Your instructions — How many lines in the items below contain the word "lake"? Case counts, so match it exactly, and reply with the number alone.

Excerpts of labeled region data —
········

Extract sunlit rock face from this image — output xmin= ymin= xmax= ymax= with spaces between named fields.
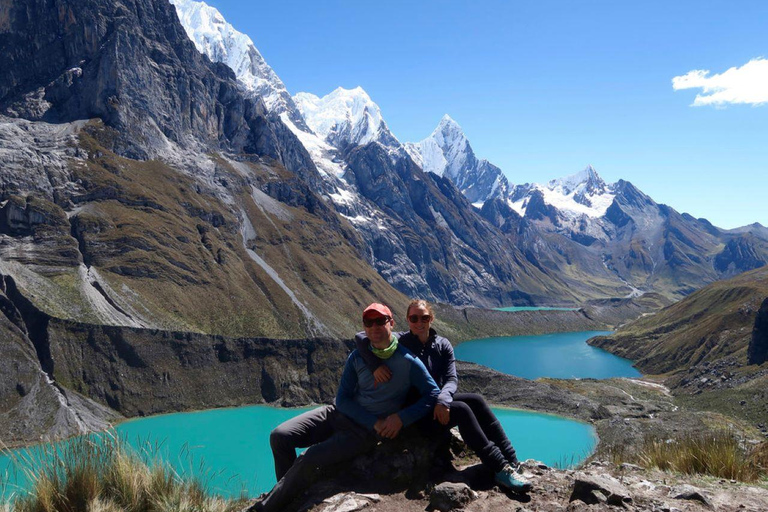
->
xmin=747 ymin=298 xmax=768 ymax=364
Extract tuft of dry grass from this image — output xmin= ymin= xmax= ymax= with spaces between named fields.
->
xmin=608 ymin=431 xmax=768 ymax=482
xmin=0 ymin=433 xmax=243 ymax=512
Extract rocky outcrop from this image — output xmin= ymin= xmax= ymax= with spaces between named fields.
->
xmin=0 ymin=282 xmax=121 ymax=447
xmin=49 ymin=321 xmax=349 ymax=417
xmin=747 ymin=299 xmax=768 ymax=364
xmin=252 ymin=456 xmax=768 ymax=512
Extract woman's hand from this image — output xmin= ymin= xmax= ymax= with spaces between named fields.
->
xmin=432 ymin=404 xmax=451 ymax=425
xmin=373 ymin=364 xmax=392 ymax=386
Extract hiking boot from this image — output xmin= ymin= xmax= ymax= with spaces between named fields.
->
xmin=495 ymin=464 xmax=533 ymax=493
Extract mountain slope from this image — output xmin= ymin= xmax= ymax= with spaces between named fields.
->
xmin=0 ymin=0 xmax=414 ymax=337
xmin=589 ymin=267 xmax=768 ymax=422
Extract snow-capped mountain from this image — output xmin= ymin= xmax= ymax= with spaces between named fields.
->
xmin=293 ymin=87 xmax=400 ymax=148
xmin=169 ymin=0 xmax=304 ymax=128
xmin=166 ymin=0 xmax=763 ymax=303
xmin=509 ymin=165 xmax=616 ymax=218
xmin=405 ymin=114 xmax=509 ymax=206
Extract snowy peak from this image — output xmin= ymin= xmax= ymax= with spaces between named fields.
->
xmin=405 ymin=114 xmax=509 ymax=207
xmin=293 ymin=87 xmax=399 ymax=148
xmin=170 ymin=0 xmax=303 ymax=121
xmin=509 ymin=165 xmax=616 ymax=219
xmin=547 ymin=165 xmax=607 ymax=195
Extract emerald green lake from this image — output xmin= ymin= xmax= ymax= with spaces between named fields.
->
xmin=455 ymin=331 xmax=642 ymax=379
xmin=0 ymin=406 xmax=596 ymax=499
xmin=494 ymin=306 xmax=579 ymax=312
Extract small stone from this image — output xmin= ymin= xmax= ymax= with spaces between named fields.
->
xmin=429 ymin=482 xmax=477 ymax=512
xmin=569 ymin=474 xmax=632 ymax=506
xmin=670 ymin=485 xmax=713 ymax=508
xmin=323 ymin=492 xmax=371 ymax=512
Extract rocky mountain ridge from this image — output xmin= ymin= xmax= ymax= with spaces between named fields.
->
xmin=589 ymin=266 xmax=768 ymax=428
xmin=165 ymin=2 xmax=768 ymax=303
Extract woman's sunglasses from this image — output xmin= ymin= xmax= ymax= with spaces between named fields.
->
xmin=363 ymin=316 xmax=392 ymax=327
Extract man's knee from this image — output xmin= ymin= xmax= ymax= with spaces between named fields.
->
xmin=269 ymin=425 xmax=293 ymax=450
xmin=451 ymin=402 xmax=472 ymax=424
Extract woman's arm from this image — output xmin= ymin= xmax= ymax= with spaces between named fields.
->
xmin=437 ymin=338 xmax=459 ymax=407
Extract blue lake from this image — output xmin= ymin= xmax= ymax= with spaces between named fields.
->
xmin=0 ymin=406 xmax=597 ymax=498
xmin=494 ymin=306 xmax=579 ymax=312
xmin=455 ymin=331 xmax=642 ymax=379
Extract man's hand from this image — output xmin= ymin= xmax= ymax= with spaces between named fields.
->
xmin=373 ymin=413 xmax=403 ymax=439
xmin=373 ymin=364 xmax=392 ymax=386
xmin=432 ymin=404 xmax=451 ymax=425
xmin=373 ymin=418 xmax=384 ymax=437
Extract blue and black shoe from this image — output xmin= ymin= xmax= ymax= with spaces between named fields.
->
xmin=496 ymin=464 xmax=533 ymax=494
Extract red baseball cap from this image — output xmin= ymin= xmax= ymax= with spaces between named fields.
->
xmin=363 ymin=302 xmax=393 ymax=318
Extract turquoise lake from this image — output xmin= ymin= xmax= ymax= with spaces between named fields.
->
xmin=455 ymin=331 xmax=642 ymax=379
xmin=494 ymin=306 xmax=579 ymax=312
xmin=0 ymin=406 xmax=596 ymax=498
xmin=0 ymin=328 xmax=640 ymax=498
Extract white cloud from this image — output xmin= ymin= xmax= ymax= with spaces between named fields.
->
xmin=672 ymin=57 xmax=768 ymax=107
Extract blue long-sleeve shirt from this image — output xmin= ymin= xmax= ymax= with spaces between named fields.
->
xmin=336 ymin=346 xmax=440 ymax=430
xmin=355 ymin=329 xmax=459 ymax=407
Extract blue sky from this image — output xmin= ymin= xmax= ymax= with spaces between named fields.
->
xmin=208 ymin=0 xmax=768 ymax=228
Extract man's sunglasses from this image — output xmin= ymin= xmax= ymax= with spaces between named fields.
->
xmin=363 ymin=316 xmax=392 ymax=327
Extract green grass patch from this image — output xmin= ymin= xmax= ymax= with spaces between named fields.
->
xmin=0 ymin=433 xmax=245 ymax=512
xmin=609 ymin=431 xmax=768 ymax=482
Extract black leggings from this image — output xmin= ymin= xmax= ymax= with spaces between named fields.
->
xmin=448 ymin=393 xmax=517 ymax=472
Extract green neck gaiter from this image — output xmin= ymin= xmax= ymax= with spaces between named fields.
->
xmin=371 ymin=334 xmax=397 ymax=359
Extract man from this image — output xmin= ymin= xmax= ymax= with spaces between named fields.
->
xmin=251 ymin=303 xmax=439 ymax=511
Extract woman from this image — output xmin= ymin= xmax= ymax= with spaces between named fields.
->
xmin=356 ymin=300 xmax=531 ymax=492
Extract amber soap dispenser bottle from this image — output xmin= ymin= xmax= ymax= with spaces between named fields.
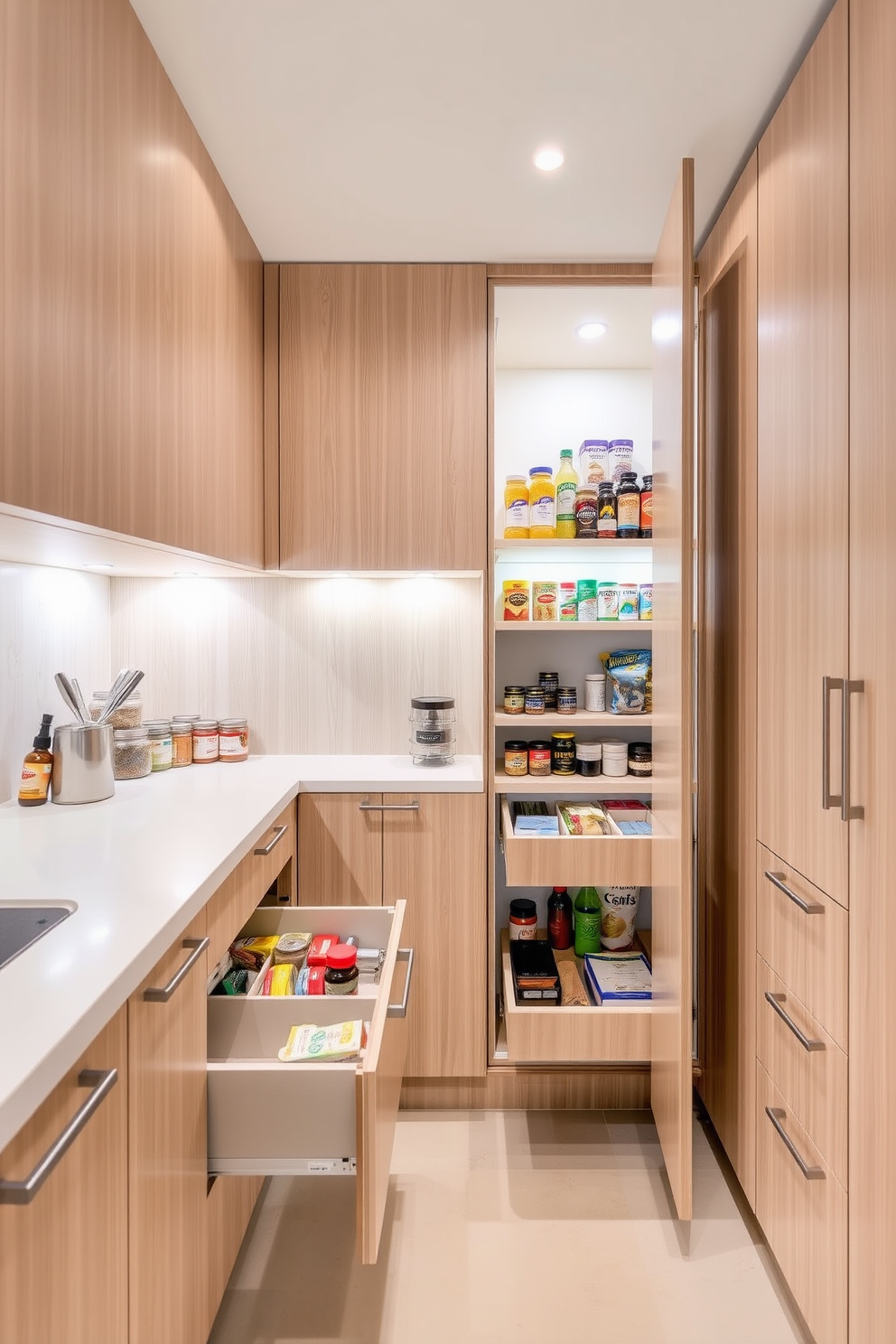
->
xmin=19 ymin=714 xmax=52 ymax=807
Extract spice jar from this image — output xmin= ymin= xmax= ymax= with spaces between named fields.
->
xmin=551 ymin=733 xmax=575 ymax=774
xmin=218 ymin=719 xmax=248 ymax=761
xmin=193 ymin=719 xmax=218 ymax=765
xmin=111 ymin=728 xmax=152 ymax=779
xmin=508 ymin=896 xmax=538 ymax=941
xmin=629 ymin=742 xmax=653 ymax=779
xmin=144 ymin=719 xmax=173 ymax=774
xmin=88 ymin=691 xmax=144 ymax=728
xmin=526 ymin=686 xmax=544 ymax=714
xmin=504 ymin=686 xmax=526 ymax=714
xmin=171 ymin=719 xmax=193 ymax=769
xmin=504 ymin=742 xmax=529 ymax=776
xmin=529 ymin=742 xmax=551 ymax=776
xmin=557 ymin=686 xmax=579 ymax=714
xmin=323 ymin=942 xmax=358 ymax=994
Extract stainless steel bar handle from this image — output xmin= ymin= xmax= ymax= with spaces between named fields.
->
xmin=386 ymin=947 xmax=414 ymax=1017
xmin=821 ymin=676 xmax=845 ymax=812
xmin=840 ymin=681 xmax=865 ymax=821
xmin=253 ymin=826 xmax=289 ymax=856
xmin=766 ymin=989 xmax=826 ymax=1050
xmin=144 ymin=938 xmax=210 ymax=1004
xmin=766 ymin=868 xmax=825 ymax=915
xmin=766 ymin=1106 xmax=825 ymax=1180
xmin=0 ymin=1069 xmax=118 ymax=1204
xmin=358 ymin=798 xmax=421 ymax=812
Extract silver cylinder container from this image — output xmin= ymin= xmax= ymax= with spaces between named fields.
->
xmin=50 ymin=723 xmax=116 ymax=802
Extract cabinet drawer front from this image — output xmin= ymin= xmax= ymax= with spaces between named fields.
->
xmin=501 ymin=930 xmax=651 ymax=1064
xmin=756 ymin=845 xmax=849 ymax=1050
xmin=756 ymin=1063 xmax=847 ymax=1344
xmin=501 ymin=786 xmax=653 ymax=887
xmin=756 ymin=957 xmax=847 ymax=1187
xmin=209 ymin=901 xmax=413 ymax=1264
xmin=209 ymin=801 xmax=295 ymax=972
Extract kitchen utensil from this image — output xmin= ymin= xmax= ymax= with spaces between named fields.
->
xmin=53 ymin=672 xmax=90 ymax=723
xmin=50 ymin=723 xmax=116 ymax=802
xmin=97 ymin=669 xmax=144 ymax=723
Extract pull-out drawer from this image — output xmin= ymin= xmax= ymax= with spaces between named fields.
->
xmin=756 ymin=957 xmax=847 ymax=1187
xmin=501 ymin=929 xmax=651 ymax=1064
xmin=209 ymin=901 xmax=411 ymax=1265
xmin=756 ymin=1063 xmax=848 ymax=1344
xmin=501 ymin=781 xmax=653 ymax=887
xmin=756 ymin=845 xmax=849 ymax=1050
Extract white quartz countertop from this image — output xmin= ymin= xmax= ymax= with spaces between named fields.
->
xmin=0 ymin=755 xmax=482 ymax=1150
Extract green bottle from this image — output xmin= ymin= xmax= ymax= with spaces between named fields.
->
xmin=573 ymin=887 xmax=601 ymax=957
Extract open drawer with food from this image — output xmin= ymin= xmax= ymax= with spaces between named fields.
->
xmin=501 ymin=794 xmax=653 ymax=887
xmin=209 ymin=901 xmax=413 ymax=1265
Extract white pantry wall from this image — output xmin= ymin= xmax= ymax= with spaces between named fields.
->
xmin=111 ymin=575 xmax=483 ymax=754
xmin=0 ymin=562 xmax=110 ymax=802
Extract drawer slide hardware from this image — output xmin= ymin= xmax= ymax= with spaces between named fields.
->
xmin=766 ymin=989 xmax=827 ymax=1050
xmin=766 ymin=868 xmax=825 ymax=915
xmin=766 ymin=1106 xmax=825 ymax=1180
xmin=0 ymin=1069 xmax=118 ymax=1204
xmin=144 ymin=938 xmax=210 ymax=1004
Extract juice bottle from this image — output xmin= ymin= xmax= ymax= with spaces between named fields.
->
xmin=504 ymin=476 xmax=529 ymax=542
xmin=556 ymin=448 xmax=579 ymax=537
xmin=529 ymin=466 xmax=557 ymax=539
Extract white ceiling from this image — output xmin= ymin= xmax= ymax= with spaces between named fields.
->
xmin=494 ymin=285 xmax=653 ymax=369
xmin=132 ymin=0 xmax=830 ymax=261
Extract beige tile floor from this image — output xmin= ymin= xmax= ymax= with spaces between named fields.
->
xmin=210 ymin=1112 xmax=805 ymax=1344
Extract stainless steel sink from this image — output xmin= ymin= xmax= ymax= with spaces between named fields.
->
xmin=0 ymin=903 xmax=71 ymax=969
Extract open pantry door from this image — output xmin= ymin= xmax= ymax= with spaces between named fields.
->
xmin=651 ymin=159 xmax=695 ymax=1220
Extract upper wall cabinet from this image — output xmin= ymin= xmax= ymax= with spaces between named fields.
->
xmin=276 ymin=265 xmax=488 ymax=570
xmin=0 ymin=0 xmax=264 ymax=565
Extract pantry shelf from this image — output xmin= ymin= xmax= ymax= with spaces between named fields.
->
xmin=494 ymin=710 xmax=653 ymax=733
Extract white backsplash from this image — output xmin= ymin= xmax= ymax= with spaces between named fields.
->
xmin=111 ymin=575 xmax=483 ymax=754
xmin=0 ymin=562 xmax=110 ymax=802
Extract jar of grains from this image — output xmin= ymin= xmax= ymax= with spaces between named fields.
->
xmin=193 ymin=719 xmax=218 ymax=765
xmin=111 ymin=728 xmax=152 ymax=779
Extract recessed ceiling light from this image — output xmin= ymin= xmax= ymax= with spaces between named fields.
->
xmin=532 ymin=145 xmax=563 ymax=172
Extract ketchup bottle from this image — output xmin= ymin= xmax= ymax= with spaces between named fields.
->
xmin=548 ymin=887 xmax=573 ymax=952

········

Expected answer — 3